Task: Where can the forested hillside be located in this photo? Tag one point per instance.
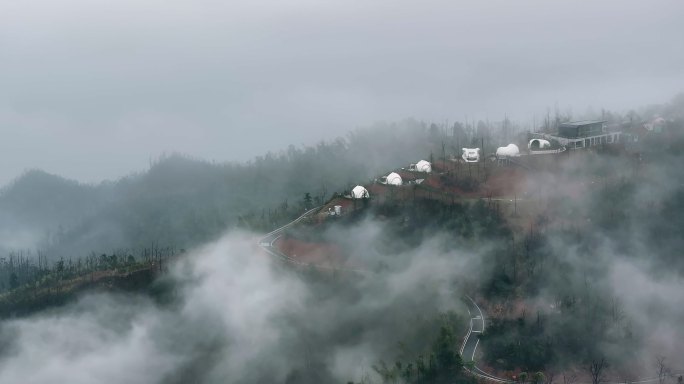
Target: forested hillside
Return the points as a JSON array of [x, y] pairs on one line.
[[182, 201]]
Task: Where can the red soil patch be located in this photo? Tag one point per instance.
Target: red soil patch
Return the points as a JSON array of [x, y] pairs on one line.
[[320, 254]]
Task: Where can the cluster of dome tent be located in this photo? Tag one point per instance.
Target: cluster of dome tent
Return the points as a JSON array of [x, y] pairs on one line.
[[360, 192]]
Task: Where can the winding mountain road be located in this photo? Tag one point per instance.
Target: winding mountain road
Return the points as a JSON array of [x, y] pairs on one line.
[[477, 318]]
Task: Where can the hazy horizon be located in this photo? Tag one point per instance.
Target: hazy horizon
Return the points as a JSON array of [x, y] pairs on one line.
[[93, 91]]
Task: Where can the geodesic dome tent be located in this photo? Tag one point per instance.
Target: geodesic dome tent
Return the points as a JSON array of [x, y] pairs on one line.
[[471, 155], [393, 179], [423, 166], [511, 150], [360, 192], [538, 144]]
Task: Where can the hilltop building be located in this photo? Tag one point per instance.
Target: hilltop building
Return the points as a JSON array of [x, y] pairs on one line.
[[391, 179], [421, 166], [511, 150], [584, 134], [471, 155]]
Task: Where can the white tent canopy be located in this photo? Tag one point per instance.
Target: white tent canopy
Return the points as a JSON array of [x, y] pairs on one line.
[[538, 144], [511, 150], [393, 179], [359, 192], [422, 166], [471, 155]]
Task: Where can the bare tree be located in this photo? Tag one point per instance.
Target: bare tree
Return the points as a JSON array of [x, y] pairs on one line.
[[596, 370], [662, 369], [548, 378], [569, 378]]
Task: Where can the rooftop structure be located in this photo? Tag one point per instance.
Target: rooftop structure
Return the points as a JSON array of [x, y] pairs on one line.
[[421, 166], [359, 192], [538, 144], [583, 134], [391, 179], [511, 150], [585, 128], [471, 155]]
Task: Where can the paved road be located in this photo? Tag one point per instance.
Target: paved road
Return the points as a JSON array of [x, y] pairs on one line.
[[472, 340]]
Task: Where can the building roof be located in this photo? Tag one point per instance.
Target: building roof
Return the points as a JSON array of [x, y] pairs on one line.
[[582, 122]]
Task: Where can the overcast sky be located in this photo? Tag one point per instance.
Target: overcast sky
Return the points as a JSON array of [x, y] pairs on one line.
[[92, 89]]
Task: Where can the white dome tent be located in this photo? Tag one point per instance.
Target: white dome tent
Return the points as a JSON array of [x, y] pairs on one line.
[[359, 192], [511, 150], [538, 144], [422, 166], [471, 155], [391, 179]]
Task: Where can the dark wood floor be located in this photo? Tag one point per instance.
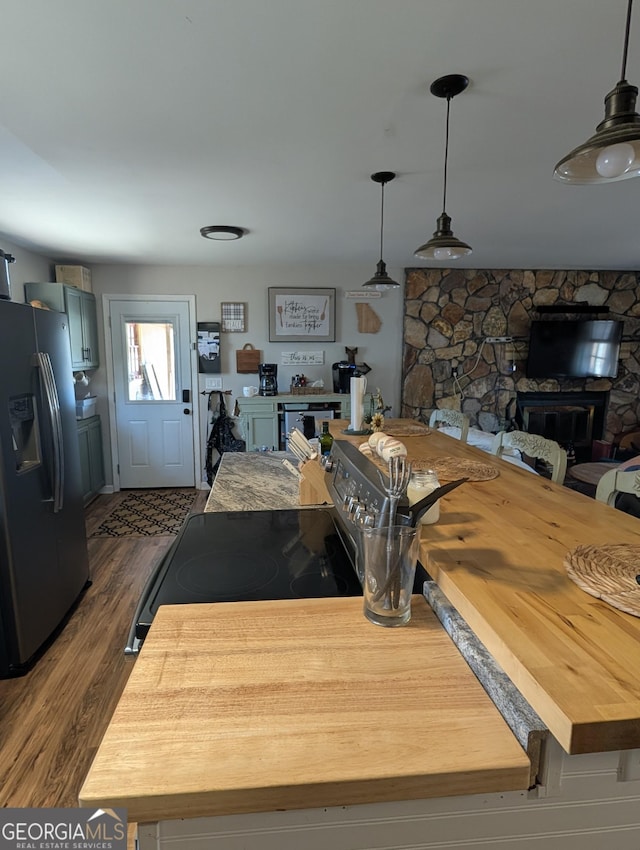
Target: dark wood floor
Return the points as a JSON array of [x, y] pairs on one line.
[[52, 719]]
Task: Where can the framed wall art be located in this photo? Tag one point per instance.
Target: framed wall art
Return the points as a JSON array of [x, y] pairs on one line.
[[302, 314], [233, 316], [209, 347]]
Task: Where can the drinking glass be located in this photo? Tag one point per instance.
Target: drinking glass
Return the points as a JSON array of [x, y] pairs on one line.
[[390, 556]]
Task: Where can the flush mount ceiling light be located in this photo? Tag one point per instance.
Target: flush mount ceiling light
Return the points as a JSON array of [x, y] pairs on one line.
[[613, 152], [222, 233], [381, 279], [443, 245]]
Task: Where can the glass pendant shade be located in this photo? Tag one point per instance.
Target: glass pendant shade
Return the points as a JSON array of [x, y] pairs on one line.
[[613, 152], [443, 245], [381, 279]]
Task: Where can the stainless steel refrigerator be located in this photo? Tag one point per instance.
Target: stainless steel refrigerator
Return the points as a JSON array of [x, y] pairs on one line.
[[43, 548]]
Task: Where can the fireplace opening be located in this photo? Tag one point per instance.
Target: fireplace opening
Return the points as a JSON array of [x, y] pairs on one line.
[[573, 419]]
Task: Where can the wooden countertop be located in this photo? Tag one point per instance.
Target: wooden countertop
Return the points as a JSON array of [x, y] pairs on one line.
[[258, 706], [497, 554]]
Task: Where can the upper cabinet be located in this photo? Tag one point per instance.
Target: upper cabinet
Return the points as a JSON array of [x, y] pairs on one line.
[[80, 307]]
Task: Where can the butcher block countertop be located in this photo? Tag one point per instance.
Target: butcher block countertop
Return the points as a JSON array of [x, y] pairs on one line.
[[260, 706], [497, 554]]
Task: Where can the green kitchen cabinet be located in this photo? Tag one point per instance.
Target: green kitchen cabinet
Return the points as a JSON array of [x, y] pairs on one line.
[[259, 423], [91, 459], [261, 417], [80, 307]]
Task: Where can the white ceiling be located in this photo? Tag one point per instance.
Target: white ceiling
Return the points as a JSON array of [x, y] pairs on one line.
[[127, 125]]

# # # # #

## TASK OBJECTIVE
Please rescale the records in the part that opens with the line containing "Task: Where can the stainless" and closes with the line containing "[[43, 548]]", both included. Write out every line of that part again, requests included, with each coordinate in the answers multiplied by 1.05 and rounded to a whole number, halves rounding up.

## WRITTEN ANSWER
Task: Where can the stainless steel refrigerator be located in this photo? Tag one point per instance.
Target: stainless steel refrigerator
Return the points as a JSON array of [x, y] pairs on one line.
[[45, 575]]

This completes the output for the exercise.